◆ **Task details**
Can you copy out the entire court judgment excerpt below, word for word?

◆ **Extract**
** Start **

Judgment Approved by the court for handing down.

R (Bridges) -v- CC South Wales & ors

135.

First, he submits that the “benefit” side of the proportionality balance needs to take into
account not only the actual results of an operation when AFR Locate is deployed but
its anticipated benefits. Although that may well be right as a matter of principle, it
seems to us that that is a point in favour of SWP rather than the Appellant. In any event,
it does not seem to us that the Divisional Court fell into error in its approach in this
way.

136.

Secondly, Mr Squires submits that the Divisional Court erred when examining the
“cost” side of the proportionality balance by taking into account only the impact of the
AFR deployment on this particular Appellant. He submits that, as a matter of common
sense, account needs to be taken of the interference with the Article 8 rights not only of
this particular Appellant but all other members of the public who would have been at
the two venues in question when AFR Locate was deployed on 21 December 2017 and
27 March 2018.

137.

** End **

◆ **Excerpted records**
** Start **

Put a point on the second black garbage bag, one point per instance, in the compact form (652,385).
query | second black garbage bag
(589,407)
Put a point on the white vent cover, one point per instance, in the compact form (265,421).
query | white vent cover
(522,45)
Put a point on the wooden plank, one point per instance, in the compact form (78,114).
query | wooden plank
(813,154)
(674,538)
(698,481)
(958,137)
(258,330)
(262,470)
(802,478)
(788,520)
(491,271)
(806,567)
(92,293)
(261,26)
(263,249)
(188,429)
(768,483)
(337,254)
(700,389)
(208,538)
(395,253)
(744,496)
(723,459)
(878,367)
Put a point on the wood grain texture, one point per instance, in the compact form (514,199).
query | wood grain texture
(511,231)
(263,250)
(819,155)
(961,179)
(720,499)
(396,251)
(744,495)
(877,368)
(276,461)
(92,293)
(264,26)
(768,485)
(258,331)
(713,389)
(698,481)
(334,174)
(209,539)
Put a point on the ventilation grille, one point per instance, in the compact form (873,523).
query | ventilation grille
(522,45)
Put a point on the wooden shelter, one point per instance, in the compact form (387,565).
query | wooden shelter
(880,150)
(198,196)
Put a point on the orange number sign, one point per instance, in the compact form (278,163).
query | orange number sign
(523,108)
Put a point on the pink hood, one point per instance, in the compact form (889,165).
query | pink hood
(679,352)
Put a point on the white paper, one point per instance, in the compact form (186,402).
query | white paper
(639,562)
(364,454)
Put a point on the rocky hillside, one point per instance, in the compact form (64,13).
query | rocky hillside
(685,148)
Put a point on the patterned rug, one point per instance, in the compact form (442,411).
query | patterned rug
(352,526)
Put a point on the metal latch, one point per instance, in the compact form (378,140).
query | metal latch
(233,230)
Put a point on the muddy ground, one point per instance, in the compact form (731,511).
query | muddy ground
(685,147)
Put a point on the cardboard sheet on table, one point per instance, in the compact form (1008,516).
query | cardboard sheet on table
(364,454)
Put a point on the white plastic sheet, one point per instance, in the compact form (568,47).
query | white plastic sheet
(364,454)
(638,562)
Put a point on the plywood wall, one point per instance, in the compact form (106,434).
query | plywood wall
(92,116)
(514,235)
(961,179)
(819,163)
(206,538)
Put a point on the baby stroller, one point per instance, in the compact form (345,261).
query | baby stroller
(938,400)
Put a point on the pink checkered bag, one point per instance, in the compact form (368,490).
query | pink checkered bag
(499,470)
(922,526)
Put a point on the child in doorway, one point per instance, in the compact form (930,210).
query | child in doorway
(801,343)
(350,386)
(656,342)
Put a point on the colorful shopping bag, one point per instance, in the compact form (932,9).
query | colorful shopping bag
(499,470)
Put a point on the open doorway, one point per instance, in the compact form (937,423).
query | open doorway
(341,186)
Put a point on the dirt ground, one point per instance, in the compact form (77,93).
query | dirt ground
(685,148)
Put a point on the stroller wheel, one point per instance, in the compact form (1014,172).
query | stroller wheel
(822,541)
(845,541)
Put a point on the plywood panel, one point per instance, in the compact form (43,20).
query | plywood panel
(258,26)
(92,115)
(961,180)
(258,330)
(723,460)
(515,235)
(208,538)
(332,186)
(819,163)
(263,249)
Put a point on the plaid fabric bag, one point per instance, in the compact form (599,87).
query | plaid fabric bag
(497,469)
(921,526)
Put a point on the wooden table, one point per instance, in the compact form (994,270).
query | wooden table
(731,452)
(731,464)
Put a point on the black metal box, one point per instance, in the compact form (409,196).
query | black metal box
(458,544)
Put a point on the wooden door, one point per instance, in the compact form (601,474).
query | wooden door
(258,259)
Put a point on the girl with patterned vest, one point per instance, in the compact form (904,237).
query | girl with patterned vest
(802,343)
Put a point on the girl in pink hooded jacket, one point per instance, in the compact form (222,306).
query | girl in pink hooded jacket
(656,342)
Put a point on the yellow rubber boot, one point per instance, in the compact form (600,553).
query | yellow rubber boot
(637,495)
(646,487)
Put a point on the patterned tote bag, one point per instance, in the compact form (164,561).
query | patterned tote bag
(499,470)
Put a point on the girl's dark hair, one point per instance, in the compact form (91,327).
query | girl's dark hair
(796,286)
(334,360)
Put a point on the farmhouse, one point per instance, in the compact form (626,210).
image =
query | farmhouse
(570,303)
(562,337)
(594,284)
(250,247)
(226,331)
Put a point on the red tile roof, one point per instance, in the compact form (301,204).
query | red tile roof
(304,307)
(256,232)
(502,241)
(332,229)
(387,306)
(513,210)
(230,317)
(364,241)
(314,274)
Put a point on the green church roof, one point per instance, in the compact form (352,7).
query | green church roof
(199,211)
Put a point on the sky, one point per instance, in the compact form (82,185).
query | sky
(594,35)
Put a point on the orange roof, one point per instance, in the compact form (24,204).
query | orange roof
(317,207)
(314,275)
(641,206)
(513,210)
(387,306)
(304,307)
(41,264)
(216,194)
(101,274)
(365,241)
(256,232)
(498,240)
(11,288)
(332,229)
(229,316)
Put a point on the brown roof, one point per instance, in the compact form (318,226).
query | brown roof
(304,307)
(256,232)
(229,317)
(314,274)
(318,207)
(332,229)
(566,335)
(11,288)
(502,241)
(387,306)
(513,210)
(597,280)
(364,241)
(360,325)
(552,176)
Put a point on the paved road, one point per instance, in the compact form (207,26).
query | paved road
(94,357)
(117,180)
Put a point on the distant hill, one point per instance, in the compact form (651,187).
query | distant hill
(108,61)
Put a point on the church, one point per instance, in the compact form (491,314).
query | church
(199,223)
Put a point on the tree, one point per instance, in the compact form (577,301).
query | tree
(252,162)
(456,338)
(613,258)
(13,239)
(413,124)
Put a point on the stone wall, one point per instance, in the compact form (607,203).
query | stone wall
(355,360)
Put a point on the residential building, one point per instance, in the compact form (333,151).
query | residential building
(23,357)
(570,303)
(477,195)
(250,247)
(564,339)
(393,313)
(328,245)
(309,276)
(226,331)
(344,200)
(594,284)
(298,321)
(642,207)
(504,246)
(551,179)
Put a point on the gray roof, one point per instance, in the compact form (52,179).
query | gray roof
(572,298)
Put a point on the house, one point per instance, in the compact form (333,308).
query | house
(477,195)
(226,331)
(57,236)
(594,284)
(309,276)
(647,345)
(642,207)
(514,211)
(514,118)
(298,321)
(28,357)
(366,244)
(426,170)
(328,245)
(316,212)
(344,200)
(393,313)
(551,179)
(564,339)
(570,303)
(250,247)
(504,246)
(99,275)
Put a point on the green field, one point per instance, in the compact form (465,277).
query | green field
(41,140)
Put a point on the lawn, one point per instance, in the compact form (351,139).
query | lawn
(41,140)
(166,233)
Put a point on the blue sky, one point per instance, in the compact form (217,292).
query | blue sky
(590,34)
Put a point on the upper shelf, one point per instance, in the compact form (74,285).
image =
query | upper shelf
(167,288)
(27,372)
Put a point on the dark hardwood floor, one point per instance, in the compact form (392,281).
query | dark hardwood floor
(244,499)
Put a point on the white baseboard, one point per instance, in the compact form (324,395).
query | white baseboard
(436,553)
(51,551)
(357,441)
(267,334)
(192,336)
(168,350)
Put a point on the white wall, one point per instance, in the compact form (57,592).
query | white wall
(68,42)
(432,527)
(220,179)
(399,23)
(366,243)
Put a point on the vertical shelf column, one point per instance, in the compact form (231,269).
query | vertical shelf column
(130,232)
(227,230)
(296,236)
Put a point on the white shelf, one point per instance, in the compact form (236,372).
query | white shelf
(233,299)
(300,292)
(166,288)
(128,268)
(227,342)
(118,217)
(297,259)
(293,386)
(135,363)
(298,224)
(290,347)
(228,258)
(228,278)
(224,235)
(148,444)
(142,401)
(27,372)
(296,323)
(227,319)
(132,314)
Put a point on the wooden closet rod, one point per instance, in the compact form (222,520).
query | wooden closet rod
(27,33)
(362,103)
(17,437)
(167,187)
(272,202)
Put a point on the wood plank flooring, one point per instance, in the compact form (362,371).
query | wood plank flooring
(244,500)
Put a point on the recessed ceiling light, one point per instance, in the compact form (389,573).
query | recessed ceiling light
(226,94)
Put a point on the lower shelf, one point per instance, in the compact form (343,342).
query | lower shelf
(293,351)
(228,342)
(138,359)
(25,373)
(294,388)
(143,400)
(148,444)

** End **

◆ **Final answer**
Judgment Approved by the court for handing down.

R (Bridges) -v- CC South Wales & ors

135.

First, he submits that the “benefit” side of the proportionality balance needs to take into
account not only the actual results of an operation when AFR Locate is deployed but
its anticipated benefits. Although that may well be right as a matter of principle, it
seems to us that that is a point in favour of SWP rather than the Appellant. In any event,
it does not seem to us that the Divisional Court fell into error in its approach in this
way.

136.

Secondly, Mr Squires submits that the Divisional Court erred when examining the
“cost” side of the proportionality balance by taking into account only the impact of the
AFR deployment on this particular Appellant. He submits that, as a matter of common
sense, account needs to be taken of the interference with the Article 8 rights not only of
this particular Appellant but all other members of the public who would have been at
the two venues in question when AFR Locate was deployed on 21 December 2017 and
27 March 2018.

137.